- Opening Delimiter -
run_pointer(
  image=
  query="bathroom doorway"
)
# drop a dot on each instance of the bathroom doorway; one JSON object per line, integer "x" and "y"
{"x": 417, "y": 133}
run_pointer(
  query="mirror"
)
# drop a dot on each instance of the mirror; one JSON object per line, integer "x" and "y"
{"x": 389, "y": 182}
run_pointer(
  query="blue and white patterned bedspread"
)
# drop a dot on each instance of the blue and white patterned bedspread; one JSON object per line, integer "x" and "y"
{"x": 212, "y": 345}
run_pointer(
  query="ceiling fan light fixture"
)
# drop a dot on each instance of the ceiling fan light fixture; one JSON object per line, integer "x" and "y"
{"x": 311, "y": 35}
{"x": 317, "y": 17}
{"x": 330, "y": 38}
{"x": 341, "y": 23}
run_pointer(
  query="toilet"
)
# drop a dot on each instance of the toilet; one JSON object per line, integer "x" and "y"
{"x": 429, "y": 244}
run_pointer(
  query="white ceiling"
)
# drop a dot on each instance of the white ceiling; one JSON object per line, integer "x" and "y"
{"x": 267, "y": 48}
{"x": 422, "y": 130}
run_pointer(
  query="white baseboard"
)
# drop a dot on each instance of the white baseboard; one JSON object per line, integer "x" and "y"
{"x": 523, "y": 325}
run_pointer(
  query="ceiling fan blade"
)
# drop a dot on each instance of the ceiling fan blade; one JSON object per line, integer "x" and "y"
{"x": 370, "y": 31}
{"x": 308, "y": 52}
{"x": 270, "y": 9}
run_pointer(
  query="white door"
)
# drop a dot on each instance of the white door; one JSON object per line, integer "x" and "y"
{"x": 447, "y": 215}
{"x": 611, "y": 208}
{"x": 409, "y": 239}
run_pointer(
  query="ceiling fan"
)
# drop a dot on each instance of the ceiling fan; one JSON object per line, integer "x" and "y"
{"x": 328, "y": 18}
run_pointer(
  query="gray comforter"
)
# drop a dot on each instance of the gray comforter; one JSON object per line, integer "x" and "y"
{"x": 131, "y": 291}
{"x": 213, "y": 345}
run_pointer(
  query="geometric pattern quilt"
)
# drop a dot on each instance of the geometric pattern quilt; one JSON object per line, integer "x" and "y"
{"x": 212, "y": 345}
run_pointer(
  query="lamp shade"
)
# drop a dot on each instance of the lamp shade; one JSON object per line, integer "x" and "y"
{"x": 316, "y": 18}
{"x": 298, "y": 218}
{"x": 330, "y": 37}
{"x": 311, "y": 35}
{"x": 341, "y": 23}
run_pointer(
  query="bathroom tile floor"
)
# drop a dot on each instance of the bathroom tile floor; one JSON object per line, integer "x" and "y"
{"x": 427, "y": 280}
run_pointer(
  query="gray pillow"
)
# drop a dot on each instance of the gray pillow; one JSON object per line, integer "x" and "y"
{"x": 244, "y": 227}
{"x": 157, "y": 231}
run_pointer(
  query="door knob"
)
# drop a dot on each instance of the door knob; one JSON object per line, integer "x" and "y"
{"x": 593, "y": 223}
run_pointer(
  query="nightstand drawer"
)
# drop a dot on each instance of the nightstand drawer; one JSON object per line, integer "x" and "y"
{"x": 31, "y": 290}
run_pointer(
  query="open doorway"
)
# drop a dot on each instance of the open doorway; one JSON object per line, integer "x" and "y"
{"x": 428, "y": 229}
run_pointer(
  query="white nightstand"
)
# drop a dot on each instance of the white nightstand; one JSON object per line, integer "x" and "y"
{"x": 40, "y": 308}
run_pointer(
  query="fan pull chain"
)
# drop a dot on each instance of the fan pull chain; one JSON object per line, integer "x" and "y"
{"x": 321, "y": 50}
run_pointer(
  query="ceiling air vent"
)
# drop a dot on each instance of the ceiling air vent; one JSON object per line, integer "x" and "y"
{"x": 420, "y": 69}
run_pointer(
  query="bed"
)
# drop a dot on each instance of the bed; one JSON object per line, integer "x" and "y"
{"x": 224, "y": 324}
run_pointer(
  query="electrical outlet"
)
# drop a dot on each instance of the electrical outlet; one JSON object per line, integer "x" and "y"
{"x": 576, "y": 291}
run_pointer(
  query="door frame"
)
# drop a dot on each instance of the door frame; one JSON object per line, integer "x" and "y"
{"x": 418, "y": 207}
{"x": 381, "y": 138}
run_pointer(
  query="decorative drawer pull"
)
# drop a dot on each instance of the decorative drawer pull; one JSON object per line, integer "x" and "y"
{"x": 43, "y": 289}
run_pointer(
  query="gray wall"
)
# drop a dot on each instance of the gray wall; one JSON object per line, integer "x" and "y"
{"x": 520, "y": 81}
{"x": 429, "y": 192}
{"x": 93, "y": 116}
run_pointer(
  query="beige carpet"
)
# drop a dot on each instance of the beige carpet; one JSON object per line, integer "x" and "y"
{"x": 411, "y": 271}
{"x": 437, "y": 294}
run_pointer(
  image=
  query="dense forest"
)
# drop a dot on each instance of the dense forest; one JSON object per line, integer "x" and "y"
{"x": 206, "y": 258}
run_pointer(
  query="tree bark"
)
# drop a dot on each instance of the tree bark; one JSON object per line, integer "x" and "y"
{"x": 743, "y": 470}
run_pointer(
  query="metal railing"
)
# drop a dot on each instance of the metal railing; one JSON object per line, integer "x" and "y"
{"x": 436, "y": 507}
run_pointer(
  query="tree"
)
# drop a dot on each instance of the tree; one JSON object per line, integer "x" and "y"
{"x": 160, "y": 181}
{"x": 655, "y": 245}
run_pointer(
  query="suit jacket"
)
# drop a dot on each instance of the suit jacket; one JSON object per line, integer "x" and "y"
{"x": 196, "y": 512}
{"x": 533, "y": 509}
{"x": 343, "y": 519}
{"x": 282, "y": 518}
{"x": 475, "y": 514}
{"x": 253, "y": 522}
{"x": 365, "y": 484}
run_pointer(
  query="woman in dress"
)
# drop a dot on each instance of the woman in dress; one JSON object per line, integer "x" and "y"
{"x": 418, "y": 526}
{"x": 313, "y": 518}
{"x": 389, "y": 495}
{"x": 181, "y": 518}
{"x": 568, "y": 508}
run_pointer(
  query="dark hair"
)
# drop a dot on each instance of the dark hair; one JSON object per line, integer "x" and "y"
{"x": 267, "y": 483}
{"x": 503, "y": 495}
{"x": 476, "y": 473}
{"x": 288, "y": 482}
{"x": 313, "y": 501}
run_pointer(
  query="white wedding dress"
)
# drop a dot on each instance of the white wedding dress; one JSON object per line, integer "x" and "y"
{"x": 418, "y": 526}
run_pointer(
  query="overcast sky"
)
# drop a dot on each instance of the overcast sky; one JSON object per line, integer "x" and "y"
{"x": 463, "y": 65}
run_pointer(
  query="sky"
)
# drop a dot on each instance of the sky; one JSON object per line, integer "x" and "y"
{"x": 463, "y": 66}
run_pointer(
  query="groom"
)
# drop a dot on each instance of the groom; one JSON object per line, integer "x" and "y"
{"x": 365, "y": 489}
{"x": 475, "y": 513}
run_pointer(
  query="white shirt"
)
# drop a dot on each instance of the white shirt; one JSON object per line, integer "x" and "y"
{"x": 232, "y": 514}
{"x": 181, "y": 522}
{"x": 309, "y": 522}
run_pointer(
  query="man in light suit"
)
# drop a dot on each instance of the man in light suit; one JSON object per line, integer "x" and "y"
- Closing Delimiter -
* _WHAT IS REQUIRED_:
Nothing but an exact reproduction of the entries is wanted.

* _SOLUTION TO THE PROBLEM_:
run_pointer(
  image=
  query="bathroom doorway"
)
# drop a dot on each instance of the bathroom doorway; one JSON object per line, integer "x" and "y"
{"x": 417, "y": 133}
run_pointer(
  query="mirror"
)
# drop a dot on each instance of the mirror; one JSON object per line, integer "x" and "y"
{"x": 389, "y": 182}
run_pointer(
  query="blue and white patterned bedspread"
)
# drop a dot on each instance of the blue and white patterned bedspread; one JSON object per line, integer "x" and "y"
{"x": 212, "y": 345}
run_pointer(
  query="ceiling fan light fixture"
)
# drop a dot on each instance of the ceiling fan light fixture; one JSON object per line, integer "x" and "y"
{"x": 311, "y": 35}
{"x": 317, "y": 17}
{"x": 330, "y": 38}
{"x": 341, "y": 23}
run_pointer(
  query="toilet"
)
# drop a dot on each instance of the toilet; one JSON object per line, integer "x" and "y"
{"x": 429, "y": 244}
run_pointer(
  query="white ceiling"
)
# drop a dot on each instance of the white ceiling; one JSON object per line, integer "x" and "y"
{"x": 267, "y": 48}
{"x": 422, "y": 130}
run_pointer(
  query="white baseboard"
)
# drop a dot on each instance of the white baseboard; one JSON object per line, integer "x" and "y"
{"x": 523, "y": 325}
run_pointer(
  query="ceiling fan blade"
)
# drop a dot on each instance of the ceiling fan blade; one JSON object per line, integer "x" and "y"
{"x": 370, "y": 31}
{"x": 308, "y": 52}
{"x": 270, "y": 9}
run_pointer(
  query="white door"
)
# drop a dot on each instance of the white door; one JSON object per line, integer "x" and "y"
{"x": 447, "y": 215}
{"x": 611, "y": 208}
{"x": 409, "y": 239}
run_pointer(
  query="ceiling fan"
)
# drop a dot on each instance of the ceiling fan; one JSON object per line, integer "x" and "y"
{"x": 328, "y": 18}
run_pointer(
  query="gray comforter"
)
# drop a dot on each instance of the gray comforter; one JSON object per line, integer "x" and "y"
{"x": 131, "y": 291}
{"x": 213, "y": 345}
run_pointer(
  query="geometric pattern quilt"
)
# drop a dot on each instance of the geometric pattern quilt; one JSON object per line, integer "x" and "y"
{"x": 212, "y": 345}
run_pointer(
  query="lamp shade"
)
# drop a dot on each instance of the lamp shade; one JSON object per line, integer "x" and "y"
{"x": 316, "y": 18}
{"x": 298, "y": 218}
{"x": 330, "y": 37}
{"x": 311, "y": 35}
{"x": 341, "y": 23}
run_pointer(
  query="bathroom tile floor"
)
# drop a dot on each instance of the bathroom tile floor; one JSON object per line, integer "x" and "y"
{"x": 427, "y": 280}
run_pointer(
  query="gray pillow"
)
# drop a dot on each instance of the gray pillow; one JSON object per line, integer "x" and "y"
{"x": 244, "y": 227}
{"x": 157, "y": 231}
run_pointer(
  query="door knob"
)
# drop a dot on each instance of the door knob; one JSON object per line, integer "x" and "y"
{"x": 593, "y": 223}
run_pointer(
  query="nightstand drawer"
)
# drop a dot on each instance of the nightstand drawer; one JSON object per line, integer "x" and "y"
{"x": 31, "y": 290}
run_pointer(
  query="open doorway"
)
# drop a dot on each instance of the open doorway; one JSON object per line, integer "x" and "y"
{"x": 428, "y": 229}
run_pointer(
  query="white nightstand"
)
# drop a dot on each instance of the white nightstand; one JSON object per line, integer "x" and "y"
{"x": 40, "y": 308}
run_pointer(
  query="fan pull chain"
)
# drop a dot on each instance of the fan pull chain; one JSON object per line, integer "x" and "y"
{"x": 321, "y": 50}
run_pointer(
  query="ceiling air vent"
)
# drop a dot on each instance of the ceiling air vent; one JSON object per line, integer "x" and "y"
{"x": 420, "y": 69}
run_pointer(
  query="bed"
)
# drop a dot on each instance of the bed; one JSON object per line, integer "x" and "y"
{"x": 224, "y": 324}
run_pointer(
  query="electrical outlet"
)
# drop a dot on each instance of the electrical outlet; one JSON object per line, integer "x" and "y"
{"x": 576, "y": 291}
run_pointer(
  query="door frame"
)
# drop a dot on each instance of the door frame; one JSON object per line, integer "x" and "y"
{"x": 418, "y": 207}
{"x": 381, "y": 138}
run_pointer(
  query="decorative drawer pull"
)
# drop a dot on each instance of the decorative drawer pull; one JSON object per line, integer "x" and "y"
{"x": 43, "y": 289}
run_pointer(
  query="gray wall"
)
# drop a dot on each instance of the gray wall; one JSON object per line, integer "x" and "y"
{"x": 520, "y": 81}
{"x": 429, "y": 192}
{"x": 93, "y": 116}
run_pointer(
  query="beige carpet"
)
# drop a dot on each instance of the beige carpet; one JSON object per line, integer "x" and "y"
{"x": 411, "y": 271}
{"x": 437, "y": 294}
run_pointer(
  image=
  query="dense forest"
)
# drop a dot on each instance of the dense forest; one JSON object per line, integer "x" and "y"
{"x": 206, "y": 258}
run_pointer(
  query="tree bark"
)
# drop a dot on each instance of the tree bark; one JSON object per line, integer "x" and "y"
{"x": 743, "y": 470}
run_pointer(
  query="metal railing"
)
# drop a dot on each instance of the metal railing; one JSON object per line, integer "x" and "y"
{"x": 436, "y": 507}
run_pointer(
  query="tree"
)
# drop a dot on each instance of the tree; one JSON object per line, integer "x" and "y"
{"x": 160, "y": 181}
{"x": 655, "y": 245}
run_pointer(
  query="suit jacket"
)
# drop a dot on each instance of the suit jacket; one JSON object per line, integer "x" and "y"
{"x": 196, "y": 512}
{"x": 533, "y": 509}
{"x": 343, "y": 519}
{"x": 282, "y": 518}
{"x": 475, "y": 514}
{"x": 253, "y": 522}
{"x": 365, "y": 484}
run_pointer(
  query="woman in dress"
)
# drop a dot on each instance of the woman in dress; one JSON object per line, integer "x" and "y"
{"x": 418, "y": 526}
{"x": 313, "y": 518}
{"x": 389, "y": 495}
{"x": 181, "y": 518}
{"x": 568, "y": 508}
run_pointer(
  query="dark hair"
)
# drop a dot on each instance of the dark hair; one JSON object per line, integer "x" and "y"
{"x": 267, "y": 483}
{"x": 503, "y": 495}
{"x": 476, "y": 473}
{"x": 288, "y": 482}
{"x": 313, "y": 501}
run_pointer(
  query="white wedding dress"
)
# drop a dot on each instance of the white wedding dress; one JSON object per line, integer "x" and "y"
{"x": 418, "y": 526}
run_pointer(
  query="overcast sky"
)
# drop a dot on each instance of the overcast sky; one JSON object per line, integer "x" and "y"
{"x": 463, "y": 65}
run_pointer(
  query="sky"
)
# drop a dot on each instance of the sky; one JSON object per line, integer "x" and "y"
{"x": 463, "y": 66}
run_pointer(
  query="groom"
)
# drop a dot on each instance of the groom; one JSON object per line, integer "x" and "y"
{"x": 365, "y": 489}
{"x": 475, "y": 513}
run_pointer(
  query="white shirt"
)
# drop a dot on each instance of the white shirt; one JSON object per line, integer "x" and "y"
{"x": 232, "y": 514}
{"x": 181, "y": 522}
{"x": 309, "y": 522}
run_pointer(
  query="man in light suit"
)
# drop a dot on each instance of the man in light suit; one JSON object per line, integer "x" and "y"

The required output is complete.